Input records »
####
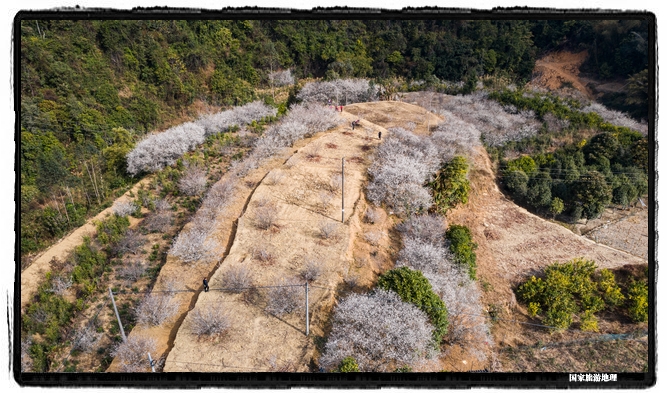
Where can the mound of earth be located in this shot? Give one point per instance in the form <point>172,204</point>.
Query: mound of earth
####
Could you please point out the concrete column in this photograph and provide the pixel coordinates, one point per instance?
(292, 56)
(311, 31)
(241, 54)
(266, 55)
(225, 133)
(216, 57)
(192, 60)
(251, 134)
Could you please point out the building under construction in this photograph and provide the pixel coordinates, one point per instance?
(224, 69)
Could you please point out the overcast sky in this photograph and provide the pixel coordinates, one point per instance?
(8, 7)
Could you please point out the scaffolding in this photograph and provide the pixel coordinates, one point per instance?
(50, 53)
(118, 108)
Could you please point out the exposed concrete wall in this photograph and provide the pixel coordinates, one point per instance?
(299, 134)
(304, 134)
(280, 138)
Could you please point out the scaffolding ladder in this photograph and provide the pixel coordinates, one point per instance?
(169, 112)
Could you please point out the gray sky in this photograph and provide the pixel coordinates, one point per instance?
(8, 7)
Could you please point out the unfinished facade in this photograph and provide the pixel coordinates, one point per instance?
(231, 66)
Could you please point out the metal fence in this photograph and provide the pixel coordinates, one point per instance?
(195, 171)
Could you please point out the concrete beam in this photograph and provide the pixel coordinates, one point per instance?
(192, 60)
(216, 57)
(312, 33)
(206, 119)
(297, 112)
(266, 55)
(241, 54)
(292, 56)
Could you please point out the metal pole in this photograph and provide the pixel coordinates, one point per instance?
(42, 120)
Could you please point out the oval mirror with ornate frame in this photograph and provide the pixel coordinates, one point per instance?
####
What the exercise asks »
Copy the lines of the data above exactly as written, beginning with the line containing "Where can the" and ending with the line containing "Query: mound of earth", and leave out all other lines.

Task answer »
Where can the mound of earth be located in this shot? Give one point per instance in the form <point>172,204</point>.
Query: mound of earth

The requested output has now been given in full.